### Goals
**A.** In the moving blog post, what rate per kilogram did the moving company charge for shipping?
**B.** Write what comes next in the moving blog post, beginning after its final sentence.

### Text shown
Homeless

PackingAs of 5pm Friday Maggie, Casey, Button and I became homeless.

After a hectic few days of packing, we said farewell to our gear Friday morning as it left on a truck destined to eventually (hopefully) meet up with us in Haikou. Judging what the costs would be for shipping our stuff was one part guess work and one part use of a bathroom scale — neither proved to be worth a damn.

We estimated our stuff to weigh in at, the high end, about 1000kg; which at 2.8RMB/kg worked out to just south of 3,000RMB. It caught us by surprise when using the moving company’s scale (the only scale that matters) our stuff hit a mark much closer to 2,000kg, or 5,300 RMB.

I’m only going to say this once and then I’m going to let it, finally, go — the moving company almost certainly ripped us off. I don’t know how they did it, as they let Maggie get on the scale to test its accuracy, and it was accurate with her. However, my amateur weighing abilities aside, there’s just no way that the majority of our flimsy cardboard boxes were comfortably supporting twice Maggie’s weight in our carefully curated possessions.

When all your stuff is on the truck and ready to go, they’ve pretty much got you by the bits. We, with very little reluctance, bent over and paid.

The rest of the day we spent getting our luggage sorted and doing last minute tidying up of our apartment to assure we didn’t arbitrarily cause complications and risk losing our renter’s deposit. Apartment “checkout” went smoothly, and we were able to spend our last night in Suzhou at our good friends’ apartment saying some tough goodbyes with massive burgers and plenty of Wild Turkey.

First thing Saturday morning we were out the door to meet the transportation arranged by the company we hired to ship our dog Button. As a bonus they agreed to take us along with Button to our awaiting flights in Shanghai. The first stop was to the shipping company’s hole-in-the-wall HQ where they weighed Button (which, suspiciously, was bang-on my estimate using the same scale that was nearly 50% wrong with our other stuff — seriously, last time, I’m letting it go).

We said our goodbyes to our pup and the driver took us over to Hong Qiao’s still shiny new Terminal 2. I had never been to the new terminal, and was sufficiently impressed having been through the grimy and cracked Terminal 1 a few years ago (incidentally, also for a Hainan trip).

Our flight wasn’t until the afternoon, but the time passed quickly. The flight went relatively smoothly, with a bit of fussiness (that’s loving parent speak for “full on meltdown”) from Casey just prior to take-off and landing.

After landing it took a bit of wandering and a few phone calls to figure out that while Button was on the same flight as us, because she was shipped as cargo she had been brought to the cargo facility about 2km away from the airport. Fortunately our Haikou airport pickup was awesome and he didn’t mind driving us over and picking Button up.

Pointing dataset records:

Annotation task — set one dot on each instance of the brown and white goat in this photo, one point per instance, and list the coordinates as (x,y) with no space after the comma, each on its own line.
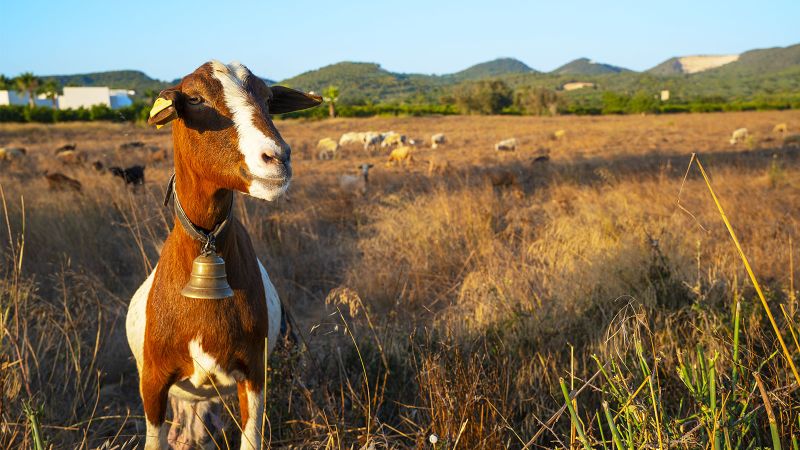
(194,349)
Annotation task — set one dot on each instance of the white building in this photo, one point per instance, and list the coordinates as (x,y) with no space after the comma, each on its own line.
(577,85)
(74,97)
(21,98)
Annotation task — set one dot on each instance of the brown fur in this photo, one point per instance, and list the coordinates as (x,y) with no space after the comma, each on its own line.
(60,182)
(208,168)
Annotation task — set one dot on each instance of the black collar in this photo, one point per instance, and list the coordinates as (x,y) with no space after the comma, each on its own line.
(209,239)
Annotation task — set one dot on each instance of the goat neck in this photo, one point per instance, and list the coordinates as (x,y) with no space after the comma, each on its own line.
(205,203)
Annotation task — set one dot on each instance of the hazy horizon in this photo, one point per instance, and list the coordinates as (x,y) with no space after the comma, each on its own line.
(419,38)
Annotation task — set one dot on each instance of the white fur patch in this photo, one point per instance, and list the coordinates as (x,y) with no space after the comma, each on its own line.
(186,389)
(273,309)
(252,141)
(251,431)
(206,366)
(135,320)
(155,437)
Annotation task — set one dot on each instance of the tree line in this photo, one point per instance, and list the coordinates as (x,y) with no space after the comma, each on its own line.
(492,96)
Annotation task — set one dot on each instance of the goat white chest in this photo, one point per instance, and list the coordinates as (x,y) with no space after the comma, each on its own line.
(198,385)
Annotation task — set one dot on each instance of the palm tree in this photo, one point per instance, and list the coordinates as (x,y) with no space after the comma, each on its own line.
(50,89)
(28,83)
(331,95)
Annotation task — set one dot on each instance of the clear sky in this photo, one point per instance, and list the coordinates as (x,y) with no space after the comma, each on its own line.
(280,39)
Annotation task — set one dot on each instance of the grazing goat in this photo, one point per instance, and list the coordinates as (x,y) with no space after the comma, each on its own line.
(391,139)
(189,349)
(327,148)
(792,140)
(60,182)
(739,135)
(501,178)
(401,154)
(12,153)
(356,183)
(438,165)
(131,145)
(132,175)
(66,148)
(507,145)
(438,139)
(351,138)
(72,157)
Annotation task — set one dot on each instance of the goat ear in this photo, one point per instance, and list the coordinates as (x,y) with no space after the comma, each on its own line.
(164,110)
(288,100)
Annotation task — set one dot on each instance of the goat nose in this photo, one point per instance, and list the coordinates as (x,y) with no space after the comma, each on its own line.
(279,156)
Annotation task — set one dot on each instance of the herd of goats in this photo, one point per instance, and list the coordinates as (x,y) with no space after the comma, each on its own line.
(69,156)
(400,147)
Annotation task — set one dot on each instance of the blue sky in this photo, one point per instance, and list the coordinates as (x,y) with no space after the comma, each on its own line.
(280,39)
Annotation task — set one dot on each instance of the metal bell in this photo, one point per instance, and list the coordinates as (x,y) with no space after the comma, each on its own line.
(208,279)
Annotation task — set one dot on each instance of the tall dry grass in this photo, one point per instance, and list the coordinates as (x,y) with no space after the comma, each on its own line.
(439,306)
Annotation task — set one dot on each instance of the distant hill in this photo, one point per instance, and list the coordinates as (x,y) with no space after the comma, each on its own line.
(585,66)
(753,62)
(764,60)
(118,79)
(772,71)
(494,68)
(360,82)
(692,64)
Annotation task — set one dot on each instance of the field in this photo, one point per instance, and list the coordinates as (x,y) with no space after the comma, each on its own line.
(451,304)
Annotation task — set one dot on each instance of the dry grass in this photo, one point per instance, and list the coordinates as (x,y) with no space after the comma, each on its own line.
(453,306)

### Solved tasks
**A.** 2.8 RMB per kilogram.

**B.**
It was a long few minutes as we nervously waited for the cargo warehouse worker to locate Button. Shipping an animal via plane in China isn’t a very complicated process, but as with all things in this country, I can’t help but think there was a decent amount of gamble in the thing. Fortunately, and perhaps obviously, she was fine — if not a bit shaken.

Post-slobbery hellos we all jumped in the SUV and headed to our pre-arranged accommodations. As best I know (and please correct me if you know otherwise) China has a nation-wide policy of not allowing dogs in any hotels. As such, finding a place that would welcome Button was a challenge.

As with the dog shipper and airport pickup (and virtually everything else we purchase), Maggie had found a seller on Taobao that rented out apartments in Haikou for dirt cheap (80RMB or about $12/night) and they didn’t mind our furry one. What we had no way of knowing at the time was the shape of the place.

Slumdog Laowai

Alley we're staying inI’ve lived in some dives in my time in China, and am not unfamiliar with the country’s rougher raw-sewage smelling side. Where we’re staying, and where I’m currently writing this from, has been a new experience though. At the ass-end of an alley I can very nearly touch both sides of, the one-bedroom apartment is jammed into a clusterfuck of buildings whose planning can kindly be described as entirely slapdash.

Taking Button out this a.m. for her morning business led me on a jaunt through the neighbourhood — a collection of ironclad compounds, heaps of garbage and more stray dogs than downtown Athens — I had to walk for 15 minutes just to find a green patch for her to pee (she’s picky like that).

The location is a cultural tourist’s paradise, but I’m sort of over this side of China and even more so after days of packing and travel. That said, what it has done very well is reset my “bar”. Living in Suzhou’s rather ritzy SIP for the last 4 years has softened more than just my waist, and I have been trying to adjust my expectations for living in Haikou since we made the decision to move here. I’ve been, somewhat justifiably, worried that trying to find an apartment in Haikou would leave me comparing it all to the relatively sparkly sheen of things left behind.

The good news is that compared to where we’re staying at the moment, pretty much anything above a tent in a garbage dump would be an improvement. It really is the first place I’ve stayed that I could quite accurately call a slum.

Down by the Sea

Baishamen, Haidian Dao, Haikou, HainanBefore anyone starts thinking we made a terrible, terrible mistake moving to this “paradise” (and shortly after Maggie started thinking just that); today we headed up to the part of town we are hoping to live in, and began to feel much much better about the move.

The area is called Haidian Island (海甸岛), and is where the only other people we “know” in the city live. It is an island in the northern area of the city, and right on the water (as islands tend to be).

There are a few things we’re looking for in a new neighbourhood — decent access to restaurants, markets and a good park to take Button and Casey to. I’m not sure about the markets, but from first glance it looks like Haidian Island is a good match.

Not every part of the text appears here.